── The input ──

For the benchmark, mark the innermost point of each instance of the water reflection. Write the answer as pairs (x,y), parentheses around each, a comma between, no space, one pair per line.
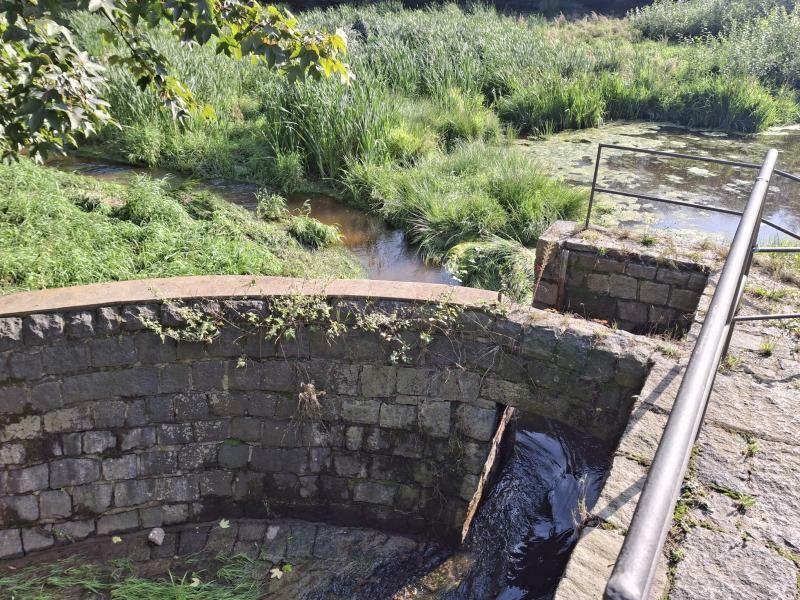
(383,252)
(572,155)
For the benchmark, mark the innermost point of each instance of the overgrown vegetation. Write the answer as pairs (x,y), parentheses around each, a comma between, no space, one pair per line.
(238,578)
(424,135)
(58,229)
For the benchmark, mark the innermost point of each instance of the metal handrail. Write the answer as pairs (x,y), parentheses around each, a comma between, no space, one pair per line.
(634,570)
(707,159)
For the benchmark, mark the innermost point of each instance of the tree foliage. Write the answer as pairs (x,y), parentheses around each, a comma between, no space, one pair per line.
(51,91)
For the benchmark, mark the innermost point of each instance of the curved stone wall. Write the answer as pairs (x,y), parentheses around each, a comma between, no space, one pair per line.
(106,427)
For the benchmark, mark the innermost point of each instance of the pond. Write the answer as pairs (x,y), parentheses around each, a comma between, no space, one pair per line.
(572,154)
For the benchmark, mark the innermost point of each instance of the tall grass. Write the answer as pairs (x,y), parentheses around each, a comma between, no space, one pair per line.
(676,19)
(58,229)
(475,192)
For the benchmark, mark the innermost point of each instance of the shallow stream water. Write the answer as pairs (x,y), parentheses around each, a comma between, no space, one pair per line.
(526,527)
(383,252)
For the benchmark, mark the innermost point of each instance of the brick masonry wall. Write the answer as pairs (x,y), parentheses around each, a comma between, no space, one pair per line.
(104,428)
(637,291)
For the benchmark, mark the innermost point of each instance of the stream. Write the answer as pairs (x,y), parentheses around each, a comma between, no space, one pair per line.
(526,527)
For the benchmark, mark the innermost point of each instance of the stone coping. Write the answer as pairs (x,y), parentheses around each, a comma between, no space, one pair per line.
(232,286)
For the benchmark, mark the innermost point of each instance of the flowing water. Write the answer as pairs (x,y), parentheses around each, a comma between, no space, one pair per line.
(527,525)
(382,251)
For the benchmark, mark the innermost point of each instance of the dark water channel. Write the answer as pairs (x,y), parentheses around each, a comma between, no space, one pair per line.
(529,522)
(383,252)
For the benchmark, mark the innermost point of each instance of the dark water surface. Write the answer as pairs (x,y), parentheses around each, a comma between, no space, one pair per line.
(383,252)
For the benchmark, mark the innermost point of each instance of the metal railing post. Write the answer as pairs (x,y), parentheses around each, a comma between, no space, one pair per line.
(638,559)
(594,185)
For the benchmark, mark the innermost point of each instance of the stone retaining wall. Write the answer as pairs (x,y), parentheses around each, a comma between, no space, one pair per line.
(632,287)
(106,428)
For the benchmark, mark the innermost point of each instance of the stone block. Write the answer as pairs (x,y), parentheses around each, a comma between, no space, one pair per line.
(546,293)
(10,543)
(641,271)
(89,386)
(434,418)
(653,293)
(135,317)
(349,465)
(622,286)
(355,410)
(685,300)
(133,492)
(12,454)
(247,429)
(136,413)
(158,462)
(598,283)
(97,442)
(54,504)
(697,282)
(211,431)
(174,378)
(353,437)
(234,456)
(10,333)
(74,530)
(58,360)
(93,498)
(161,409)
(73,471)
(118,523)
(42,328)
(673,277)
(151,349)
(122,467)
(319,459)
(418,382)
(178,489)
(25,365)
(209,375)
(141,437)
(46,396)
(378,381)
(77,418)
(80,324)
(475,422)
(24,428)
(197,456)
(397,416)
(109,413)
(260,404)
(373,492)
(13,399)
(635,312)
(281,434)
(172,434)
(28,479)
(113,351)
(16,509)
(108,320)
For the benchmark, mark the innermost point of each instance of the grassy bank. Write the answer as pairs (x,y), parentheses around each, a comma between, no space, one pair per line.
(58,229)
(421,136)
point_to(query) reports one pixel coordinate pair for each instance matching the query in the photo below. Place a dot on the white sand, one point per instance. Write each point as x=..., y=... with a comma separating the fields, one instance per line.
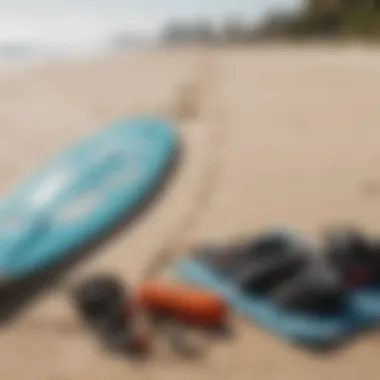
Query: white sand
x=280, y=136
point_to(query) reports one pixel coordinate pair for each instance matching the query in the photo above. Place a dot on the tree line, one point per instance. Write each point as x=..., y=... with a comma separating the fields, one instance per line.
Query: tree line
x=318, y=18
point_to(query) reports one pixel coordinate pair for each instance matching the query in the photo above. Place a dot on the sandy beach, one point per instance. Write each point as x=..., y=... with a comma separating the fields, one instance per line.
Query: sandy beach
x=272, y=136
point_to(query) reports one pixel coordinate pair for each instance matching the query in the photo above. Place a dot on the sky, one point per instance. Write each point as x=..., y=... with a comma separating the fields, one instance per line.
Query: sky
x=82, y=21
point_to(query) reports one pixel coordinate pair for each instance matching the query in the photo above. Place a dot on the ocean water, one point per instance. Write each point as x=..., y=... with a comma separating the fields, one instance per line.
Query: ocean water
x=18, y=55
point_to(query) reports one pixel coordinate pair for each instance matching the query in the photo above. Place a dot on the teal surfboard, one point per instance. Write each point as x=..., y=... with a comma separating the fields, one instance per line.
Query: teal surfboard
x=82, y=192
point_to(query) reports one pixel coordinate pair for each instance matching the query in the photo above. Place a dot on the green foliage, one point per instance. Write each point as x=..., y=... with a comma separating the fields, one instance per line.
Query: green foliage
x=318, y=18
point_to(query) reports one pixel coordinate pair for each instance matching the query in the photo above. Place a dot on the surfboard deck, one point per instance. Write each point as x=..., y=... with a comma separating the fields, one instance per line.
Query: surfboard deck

───

Request - Return exactly the lines from the one containing "on the tree" to the last line of the data, and nothing more.

Full response -
point_to(query) reports one pixel coordinate pair for each instance matching the query in the photo above. Place a dot on the tree line, one point per instance. Write each point as x=..., y=... with a comma separating the fields, one instance per line.
Query: tree line
x=318, y=18
point_to(query) reports one pixel coordinate pair for each instance matching the query in the photo above. Place a dot on the sandy beach, one point per instance. Write each point as x=..., y=... with a comma separating the fields, one instance per line.
Query: sandy beach
x=272, y=136
point_to(query) reports one pixel coordinate pair for each instance matching the query in the photo above. Place a dot on the sky, one point per instance. Write each point as x=..., y=... with a comma separating the fields, one instance per line.
Query: sky
x=82, y=21
point_to(query) reports one pixel coordinate pair for each instance matching the query in the photo above. Place a dot on the ocean water, one point per instance. Write each point as x=..., y=... with a comma separating the fields, one instance per line.
Query: ocean water
x=18, y=55
point_to(query) reports one pixel coordinate pair for each instance matching the query in the photo above. Place a dot on the teal surfboard, one point per instance. Write each point as x=..., y=... with a comma separating the fields, one instance per line.
Query: teal surfboard
x=82, y=192
point_to(query) reports one pixel coordinate pair for each instance matching the query in the photo above. Place a dot on the green foliage, one point per instance. Write each point as x=..., y=... with a comma separating the fields, one instance per line.
Query: green foliage
x=318, y=18
point_to(query) reports one pixel coordinate pair for each instance matching the query in the photo above. Place a dot on the surfboard deck, one point per instance. Write each point as x=..., y=... with a comma separating the fields, one instance per line.
Query: surfboard deck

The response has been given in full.